→ Exercise objective: Return everything in the figure captions from "Figure 5. Gastric" down to "rather than obesity.", copied word for word.

→ Study text:

--- START ---

Figure 1. Graphical representation of the weight loss induced by gastric bypass surgery

A, rats were fed a high-fat diet (HFD; 60% kcal from fat) for 12 weeks prior to gastric bypass surgery (RYGB) or sham surgery. Rat weights were monitored daily from the day of surgery until experimentation. Note that, despite being maintained on the same HFD postsurgery, RYGB rats lost an average of 19.5 ± 1.6% body weight, while the weight of sham-operated rats was unchanged (0.5 ± 0.6% starting body weight). B, graphical representation of the ¹H NMR measurements of body composition in control diet-fed (CD) rats (n= 5), HFD rats (n= 23) and HFD-RYGB rats (n= 8). Note that HFD-induced obesity significantly increased fat mass and decreased fat free mass, relative to CD rats, and these changes were reversed following RYGB. *P < 0.05.

Figure 4. Gastric bypass surgery restores the responsiveness of DMV neurones to CCK

A, representative traces from HFD (top trace) and HFD-RYGB DMV neurones (bottom trace) illustrating the response to superfusion with CCK (100 nm). Neurones were current clamped to allow a spontaneous action potential firing frequency of ∼1 Hz, before superfusion with 100 nm CCK for a period of time sufficient for the response to reach a plateau. The majority of HFD neurones were unresponsive to CCK, whereas, following RYGB, the majority of DMV neurones responded to CCK with a membrane depolarization and an increase in action potential firing. B, graphical representation of the proportion of CD, HFD and HFD-RYGB neurones that responded to CCK with an increase in action potential firing rate (left bars) and the magnitude of the increase in firing frequency (right bars). *P < 0.05 vs. control; **P < 0.05 vs. RYGB.

Figure 5. Gastric bypass surgery does not alter the morphological properties of DMV neurones

Computer-aided reconstructions of representative Neurobiotin-filled neurones from CD, HFD and HFD-RYGB rats. Note that, compared with neurones from control rats, diet-induced obesity increased the extent of dendritic arborization. These morphological changes were not reversed by RYGB, suggesting that they are due to the diet, rather than obesity.

--- END ---

→ Excerpted records:
--- START ---

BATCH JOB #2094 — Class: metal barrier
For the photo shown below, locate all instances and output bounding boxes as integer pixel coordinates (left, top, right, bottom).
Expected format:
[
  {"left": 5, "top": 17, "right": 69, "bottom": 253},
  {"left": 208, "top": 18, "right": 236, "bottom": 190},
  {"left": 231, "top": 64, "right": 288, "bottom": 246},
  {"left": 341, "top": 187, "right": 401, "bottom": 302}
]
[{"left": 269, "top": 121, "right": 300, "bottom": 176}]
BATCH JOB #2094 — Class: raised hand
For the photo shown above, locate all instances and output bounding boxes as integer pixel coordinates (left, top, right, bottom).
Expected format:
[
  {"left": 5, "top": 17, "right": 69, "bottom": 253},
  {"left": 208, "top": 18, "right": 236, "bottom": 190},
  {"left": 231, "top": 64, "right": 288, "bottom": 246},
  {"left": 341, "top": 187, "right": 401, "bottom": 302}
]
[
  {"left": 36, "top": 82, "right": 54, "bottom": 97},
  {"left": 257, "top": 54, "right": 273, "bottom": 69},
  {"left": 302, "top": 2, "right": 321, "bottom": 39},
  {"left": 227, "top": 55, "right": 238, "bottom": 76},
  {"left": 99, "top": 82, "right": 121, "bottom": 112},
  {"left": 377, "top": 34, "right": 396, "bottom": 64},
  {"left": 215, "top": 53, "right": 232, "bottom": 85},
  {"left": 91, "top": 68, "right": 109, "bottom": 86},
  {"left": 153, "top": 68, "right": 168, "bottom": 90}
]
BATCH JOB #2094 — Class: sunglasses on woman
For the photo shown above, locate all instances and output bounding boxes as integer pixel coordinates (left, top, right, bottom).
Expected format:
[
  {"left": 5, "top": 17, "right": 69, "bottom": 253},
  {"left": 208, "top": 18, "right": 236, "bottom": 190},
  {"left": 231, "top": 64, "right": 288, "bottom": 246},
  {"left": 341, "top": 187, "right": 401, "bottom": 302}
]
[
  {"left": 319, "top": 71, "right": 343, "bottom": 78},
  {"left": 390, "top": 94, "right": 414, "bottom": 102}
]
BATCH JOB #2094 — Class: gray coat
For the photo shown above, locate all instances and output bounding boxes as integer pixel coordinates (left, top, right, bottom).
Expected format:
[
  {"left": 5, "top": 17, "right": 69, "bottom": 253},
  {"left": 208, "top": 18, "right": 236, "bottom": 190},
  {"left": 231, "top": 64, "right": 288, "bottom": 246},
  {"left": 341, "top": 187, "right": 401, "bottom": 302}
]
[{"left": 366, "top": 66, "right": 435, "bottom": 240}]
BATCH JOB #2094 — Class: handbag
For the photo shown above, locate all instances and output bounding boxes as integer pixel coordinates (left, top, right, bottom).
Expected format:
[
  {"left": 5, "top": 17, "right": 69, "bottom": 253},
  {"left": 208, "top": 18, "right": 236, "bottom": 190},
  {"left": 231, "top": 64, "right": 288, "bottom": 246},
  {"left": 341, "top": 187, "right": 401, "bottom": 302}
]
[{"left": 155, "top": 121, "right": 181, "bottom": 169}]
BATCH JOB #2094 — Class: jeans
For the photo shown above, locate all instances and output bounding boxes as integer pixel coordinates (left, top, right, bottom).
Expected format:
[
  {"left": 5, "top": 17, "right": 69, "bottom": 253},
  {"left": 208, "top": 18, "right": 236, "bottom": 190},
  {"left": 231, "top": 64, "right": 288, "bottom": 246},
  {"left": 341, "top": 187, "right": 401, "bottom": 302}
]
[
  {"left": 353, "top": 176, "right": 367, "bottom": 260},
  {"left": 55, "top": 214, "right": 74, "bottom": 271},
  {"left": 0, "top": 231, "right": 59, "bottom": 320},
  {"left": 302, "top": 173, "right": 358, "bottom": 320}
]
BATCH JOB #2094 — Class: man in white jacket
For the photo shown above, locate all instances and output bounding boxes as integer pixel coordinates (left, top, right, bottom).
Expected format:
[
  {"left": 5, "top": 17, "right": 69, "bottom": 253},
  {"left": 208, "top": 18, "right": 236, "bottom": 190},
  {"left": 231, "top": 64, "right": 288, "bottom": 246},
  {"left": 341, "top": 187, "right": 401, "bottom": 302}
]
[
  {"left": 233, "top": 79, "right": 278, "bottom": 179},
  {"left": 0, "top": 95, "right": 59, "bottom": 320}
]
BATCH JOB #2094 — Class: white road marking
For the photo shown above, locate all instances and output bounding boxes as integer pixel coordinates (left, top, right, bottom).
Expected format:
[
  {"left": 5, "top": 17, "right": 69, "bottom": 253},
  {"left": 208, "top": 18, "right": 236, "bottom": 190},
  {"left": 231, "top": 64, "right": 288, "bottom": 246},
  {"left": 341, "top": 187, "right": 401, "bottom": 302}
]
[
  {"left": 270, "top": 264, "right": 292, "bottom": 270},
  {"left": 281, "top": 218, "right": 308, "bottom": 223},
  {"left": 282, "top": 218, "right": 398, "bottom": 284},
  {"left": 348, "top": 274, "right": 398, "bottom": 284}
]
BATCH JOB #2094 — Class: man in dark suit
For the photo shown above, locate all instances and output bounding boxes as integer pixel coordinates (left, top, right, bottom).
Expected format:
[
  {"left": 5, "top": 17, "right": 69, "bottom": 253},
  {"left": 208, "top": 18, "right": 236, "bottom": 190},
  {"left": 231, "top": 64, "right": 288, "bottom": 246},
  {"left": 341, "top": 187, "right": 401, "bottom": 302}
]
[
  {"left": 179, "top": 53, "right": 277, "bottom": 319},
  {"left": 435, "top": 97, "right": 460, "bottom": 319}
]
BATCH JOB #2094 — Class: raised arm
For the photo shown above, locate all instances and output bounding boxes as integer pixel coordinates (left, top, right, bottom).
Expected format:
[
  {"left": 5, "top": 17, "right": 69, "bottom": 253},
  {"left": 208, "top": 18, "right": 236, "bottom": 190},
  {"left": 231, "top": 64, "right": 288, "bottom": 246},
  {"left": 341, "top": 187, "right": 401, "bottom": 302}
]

--- END ---

→ Output for this exercise:
Figure 5. Gastric bypass surgery does not alter the morphological properties of DMV neurones

Computer-aided reconstructions of representative Neurobiotin-filled neurones from CD, HFD and HFD-RYGB rats. Note that, compared with neurones from control rats, diet-induced obesity increased the extent of dendritic arborization. These morphological changes were not reversed by RYGB, suggesting that they are due to the diet, rather than obesity.